### TASK STATEMENT
The expected output is the complete data, reproduced exactly.
:: INPUT DATA
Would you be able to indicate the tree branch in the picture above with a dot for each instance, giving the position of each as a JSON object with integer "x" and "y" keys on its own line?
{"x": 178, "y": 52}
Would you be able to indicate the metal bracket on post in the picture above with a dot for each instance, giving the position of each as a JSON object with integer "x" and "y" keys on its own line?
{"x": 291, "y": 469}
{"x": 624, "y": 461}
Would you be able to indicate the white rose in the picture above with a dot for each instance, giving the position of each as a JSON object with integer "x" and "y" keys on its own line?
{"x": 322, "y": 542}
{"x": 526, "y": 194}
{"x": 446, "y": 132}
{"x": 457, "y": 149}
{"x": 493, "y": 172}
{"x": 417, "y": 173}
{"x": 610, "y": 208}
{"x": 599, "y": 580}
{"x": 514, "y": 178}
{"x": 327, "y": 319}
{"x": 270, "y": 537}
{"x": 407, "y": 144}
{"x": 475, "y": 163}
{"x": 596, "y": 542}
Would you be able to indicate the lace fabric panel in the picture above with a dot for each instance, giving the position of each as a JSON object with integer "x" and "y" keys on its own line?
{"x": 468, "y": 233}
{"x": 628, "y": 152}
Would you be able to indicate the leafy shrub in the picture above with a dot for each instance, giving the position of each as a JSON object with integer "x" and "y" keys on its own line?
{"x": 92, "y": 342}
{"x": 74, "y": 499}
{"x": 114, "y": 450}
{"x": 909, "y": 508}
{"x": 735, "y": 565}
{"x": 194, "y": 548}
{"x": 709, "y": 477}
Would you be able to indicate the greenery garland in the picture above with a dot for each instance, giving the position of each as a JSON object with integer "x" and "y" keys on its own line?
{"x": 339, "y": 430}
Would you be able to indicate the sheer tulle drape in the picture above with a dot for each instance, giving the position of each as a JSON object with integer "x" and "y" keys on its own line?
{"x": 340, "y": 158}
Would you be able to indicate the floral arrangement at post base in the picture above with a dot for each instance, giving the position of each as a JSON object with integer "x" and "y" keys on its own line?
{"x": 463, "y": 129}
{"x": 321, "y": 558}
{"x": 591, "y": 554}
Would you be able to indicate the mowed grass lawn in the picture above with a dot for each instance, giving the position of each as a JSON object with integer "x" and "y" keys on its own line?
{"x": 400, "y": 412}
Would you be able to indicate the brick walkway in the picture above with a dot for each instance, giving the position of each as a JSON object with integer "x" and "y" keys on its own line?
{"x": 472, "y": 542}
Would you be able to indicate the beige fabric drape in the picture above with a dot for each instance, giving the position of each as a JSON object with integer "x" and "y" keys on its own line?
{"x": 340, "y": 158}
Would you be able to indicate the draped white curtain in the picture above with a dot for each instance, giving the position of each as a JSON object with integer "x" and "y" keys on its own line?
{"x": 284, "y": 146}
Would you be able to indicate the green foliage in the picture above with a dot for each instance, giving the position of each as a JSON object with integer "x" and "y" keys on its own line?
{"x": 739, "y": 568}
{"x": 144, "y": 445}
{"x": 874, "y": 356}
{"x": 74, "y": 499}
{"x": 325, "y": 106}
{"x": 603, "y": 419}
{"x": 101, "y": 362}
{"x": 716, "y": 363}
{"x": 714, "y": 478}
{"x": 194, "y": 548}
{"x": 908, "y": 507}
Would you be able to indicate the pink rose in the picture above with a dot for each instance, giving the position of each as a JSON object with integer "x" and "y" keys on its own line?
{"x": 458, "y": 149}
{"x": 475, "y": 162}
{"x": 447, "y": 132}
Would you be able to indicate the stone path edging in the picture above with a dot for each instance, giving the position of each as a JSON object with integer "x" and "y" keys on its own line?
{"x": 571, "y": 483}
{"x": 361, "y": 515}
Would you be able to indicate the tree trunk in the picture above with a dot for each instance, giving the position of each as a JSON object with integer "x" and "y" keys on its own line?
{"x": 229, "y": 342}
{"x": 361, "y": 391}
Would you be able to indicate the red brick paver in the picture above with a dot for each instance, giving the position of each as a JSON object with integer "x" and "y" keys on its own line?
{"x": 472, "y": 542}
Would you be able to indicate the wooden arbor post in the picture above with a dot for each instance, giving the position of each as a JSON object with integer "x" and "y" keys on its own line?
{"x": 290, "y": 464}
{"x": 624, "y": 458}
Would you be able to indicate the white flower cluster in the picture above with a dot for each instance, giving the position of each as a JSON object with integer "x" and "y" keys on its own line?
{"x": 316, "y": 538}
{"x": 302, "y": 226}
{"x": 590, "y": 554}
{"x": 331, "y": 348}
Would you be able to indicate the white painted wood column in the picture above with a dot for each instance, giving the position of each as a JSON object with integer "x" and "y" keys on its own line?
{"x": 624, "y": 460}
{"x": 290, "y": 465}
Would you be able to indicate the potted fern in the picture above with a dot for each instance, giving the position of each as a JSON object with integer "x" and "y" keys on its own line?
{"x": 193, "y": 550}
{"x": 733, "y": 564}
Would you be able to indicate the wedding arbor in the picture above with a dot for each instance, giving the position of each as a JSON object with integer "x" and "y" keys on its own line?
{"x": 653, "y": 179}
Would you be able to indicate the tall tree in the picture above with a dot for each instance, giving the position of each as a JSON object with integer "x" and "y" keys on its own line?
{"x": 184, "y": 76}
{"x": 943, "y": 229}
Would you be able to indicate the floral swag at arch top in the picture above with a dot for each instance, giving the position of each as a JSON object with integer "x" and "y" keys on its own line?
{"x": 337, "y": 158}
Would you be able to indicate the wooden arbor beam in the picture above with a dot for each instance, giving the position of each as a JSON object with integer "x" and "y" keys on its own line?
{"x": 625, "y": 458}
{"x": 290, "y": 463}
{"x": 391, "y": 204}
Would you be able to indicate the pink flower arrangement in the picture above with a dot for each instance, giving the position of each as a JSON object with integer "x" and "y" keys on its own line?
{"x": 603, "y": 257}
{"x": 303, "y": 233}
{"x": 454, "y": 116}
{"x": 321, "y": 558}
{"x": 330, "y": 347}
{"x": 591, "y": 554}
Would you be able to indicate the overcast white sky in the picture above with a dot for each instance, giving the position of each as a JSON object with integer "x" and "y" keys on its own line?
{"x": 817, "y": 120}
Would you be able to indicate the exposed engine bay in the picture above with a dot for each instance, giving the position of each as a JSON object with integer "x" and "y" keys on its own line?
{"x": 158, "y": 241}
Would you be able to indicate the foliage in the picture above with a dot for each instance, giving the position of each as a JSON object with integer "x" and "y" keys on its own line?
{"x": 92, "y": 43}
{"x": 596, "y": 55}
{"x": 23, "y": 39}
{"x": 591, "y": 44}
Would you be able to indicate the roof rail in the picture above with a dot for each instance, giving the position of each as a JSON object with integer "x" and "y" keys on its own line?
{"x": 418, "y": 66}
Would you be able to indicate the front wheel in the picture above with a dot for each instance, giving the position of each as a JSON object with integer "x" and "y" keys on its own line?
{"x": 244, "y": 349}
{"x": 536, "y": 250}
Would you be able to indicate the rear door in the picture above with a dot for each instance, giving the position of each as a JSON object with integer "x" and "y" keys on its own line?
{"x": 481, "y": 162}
::::
### EXERCISE ANSWER
Would you be able to indicate the tree branch in the picture above with a dot for each instance, giving the position of each as a JSON object with integer "x" and "y" keys on its own line?
{"x": 178, "y": 52}
Would you be able to indicate the metal bracket on post in the picture above with a dot for each instance, giving the position of each as a JSON object with integer "x" and "y" keys on its own line?
{"x": 291, "y": 469}
{"x": 624, "y": 461}
Would you be able to indicate the white rose in the picture above with a dot for each instance, giving the position of each as a JSON object with integer "x" and "y" keys on its own line?
{"x": 322, "y": 542}
{"x": 526, "y": 194}
{"x": 446, "y": 132}
{"x": 457, "y": 149}
{"x": 493, "y": 172}
{"x": 417, "y": 173}
{"x": 610, "y": 208}
{"x": 599, "y": 580}
{"x": 514, "y": 178}
{"x": 327, "y": 319}
{"x": 270, "y": 537}
{"x": 407, "y": 144}
{"x": 475, "y": 163}
{"x": 596, "y": 542}
Would you be able to indicate the lace fabric panel in the picture above with a dot for each instance, giving the position of each as a JSON object with integer "x" and "y" keys on its own line?
{"x": 468, "y": 233}
{"x": 628, "y": 152}
Would you be able to indicate the leafy shrub in the picture above with a dot for each instance, giving the position of each as a JSON object with integer "x" and "y" keys on its own line?
{"x": 92, "y": 342}
{"x": 74, "y": 499}
{"x": 114, "y": 450}
{"x": 909, "y": 508}
{"x": 735, "y": 565}
{"x": 194, "y": 548}
{"x": 709, "y": 477}
Would you be able to indicate the greenery garland in the picture above with a dot for each instance, giving the position of each as a JSON object with integer "x" and "y" keys on its own line?
{"x": 339, "y": 430}
Would you be able to indicate the sheer tulle drape in the picture above with a dot for each instance, giving the position of each as a JSON object with integer "x" and "y" keys on its own line?
{"x": 340, "y": 158}
Would you be able to indicate the floral arrangement at post base in the picture above with a dot for each instance, giving the position of each as a JSON object with integer "x" and "y" keys on its own line?
{"x": 463, "y": 129}
{"x": 321, "y": 558}
{"x": 591, "y": 554}
Would you be able to indicate the mowed grass lawn in the picture above with a dot for each instance, giving the position of each as a JSON object with integer "x" and "y" keys on its own line?
{"x": 400, "y": 412}
Would you be able to indicate the brick walkway in the picture above with a dot for each instance, giving the position of each as a JSON object with integer "x" and "y" keys on its own line?
{"x": 472, "y": 542}
Would you be able to indicate the beige fabric drape in the picture above with a dot for each instance, giving the position of each as a JSON object with integer "x" and "y" keys on its own line?
{"x": 340, "y": 158}
Would you be able to indicate the draped white curtain in the picture above with a dot for each instance, giving the position of each as a JSON object with integer "x" and "y" keys on its own line?
{"x": 284, "y": 146}
Would you be able to indicate the green foliage in the picture above with a dot for each instance, giving the position of each as a JSON object with integer "x" and "y" keys on its own line?
{"x": 739, "y": 568}
{"x": 144, "y": 445}
{"x": 874, "y": 356}
{"x": 74, "y": 499}
{"x": 325, "y": 106}
{"x": 603, "y": 419}
{"x": 101, "y": 362}
{"x": 716, "y": 363}
{"x": 714, "y": 478}
{"x": 194, "y": 548}
{"x": 908, "y": 507}
Would you be able to indicate the pink rose in the picture above with a dot for each instance, giving the position of each as a JSON object with integer "x" and "y" keys on its own line?
{"x": 458, "y": 149}
{"x": 475, "y": 162}
{"x": 447, "y": 132}
Would you be able to indicate the stone path edging in the picture above with a dot for each instance, giving the position of each as a JSON object with integer "x" and "y" keys on its own line?
{"x": 571, "y": 483}
{"x": 361, "y": 515}
Would you be able to indicate the tree trunk in the picture above with a dot for each instance, giving the position of each as a JSON object with integer "x" and "y" keys on its own line?
{"x": 229, "y": 342}
{"x": 361, "y": 391}
Would you be able to indicate the red brick paver in the picture above with a dot for each instance, giving the position of each as a JSON object with integer "x" and "y" keys on its own line?
{"x": 472, "y": 542}
Would you be able to indicate the wooden arbor post in the picture above with a dot for each instance, giving the position of each as a JSON object with integer "x" and "y" keys on its own line?
{"x": 290, "y": 464}
{"x": 624, "y": 458}
Would you be able to indicate the white flower cluster in the picture above with a dot for each instance, giving the position of each as a JSON object with integer "x" and "y" keys on its own line?
{"x": 316, "y": 538}
{"x": 302, "y": 226}
{"x": 590, "y": 554}
{"x": 331, "y": 348}
Would you be able to indicate the white painted wood column in the picture above with a dot for each instance, giving the position of each as a JSON object with integer "x" and "y" keys on its own line?
{"x": 624, "y": 460}
{"x": 290, "y": 465}
Would you be able to indicate the potted fern in the picture above with a dot for each instance, giving the position of each as a JSON object with integer "x" and "y" keys on its own line?
{"x": 193, "y": 550}
{"x": 733, "y": 564}
Would you be able to indicate the wedding arbor in the picture above with a dot for each instance, giving the position of each as a JSON object with integer "x" and "y" keys on its own line?
{"x": 653, "y": 179}
Would you be able to indicate the tall tree in the picture above with a dot for each instance, giving the position of each as a JSON object with integer "x" and "y" keys on its own line?
{"x": 184, "y": 76}
{"x": 943, "y": 229}
Would you be able to indicate the floral swag at arch top in the picture above with a dot for each instance, giving the position of each as a JSON object with integer "x" and "y" keys on its own line?
{"x": 337, "y": 158}
Would you be able to indicate the wooden arbor beam in the picture above with a dot for each instance, giving the position of each as a JSON object with integer "x" and "y" keys on its own line?
{"x": 625, "y": 458}
{"x": 290, "y": 463}
{"x": 391, "y": 204}
Would you be able to indicate the pink flower arrangement in the picture above with a dot for each instance, giving the position of each as a JSON object with integer "x" and "y" keys on its own line?
{"x": 603, "y": 257}
{"x": 303, "y": 233}
{"x": 454, "y": 116}
{"x": 321, "y": 558}
{"x": 330, "y": 347}
{"x": 591, "y": 554}
Would you be able to indicate the overcast white sky in the picture above with a dot for each instance, giving the position of each as a JSON object with integer "x" and "y" keys on its own line?
{"x": 817, "y": 120}
Would you be able to indicate the exposed engine bay in the picture above with a dot for each instance, giving the position of each as a JSON object with integer "x" and "y" keys on its own line?
{"x": 158, "y": 241}
Would you be able to indicate the foliage in the picture above with a dot for each instance, giving the position of each as a JSON object with integer "x" and "y" keys on its own line?
{"x": 92, "y": 43}
{"x": 596, "y": 55}
{"x": 23, "y": 39}
{"x": 591, "y": 44}
Would you be able to indicate the roof rail in the picture above with a dot for each instance, giving the position of each as a JSON object with integer "x" and "y" keys on its own line?
{"x": 418, "y": 66}
Would you be able to indicate the front wheel in the picture above with a dot for each instance, giving the position of each as a JSON object with integer "x" and "y" keys on its own line?
{"x": 244, "y": 349}
{"x": 536, "y": 250}
Would you be able to indicate the rear door in the picture above with a dot for each instance, giving the position of each as a JSON object with integer "x" and "y" keys on its own line?
{"x": 481, "y": 162}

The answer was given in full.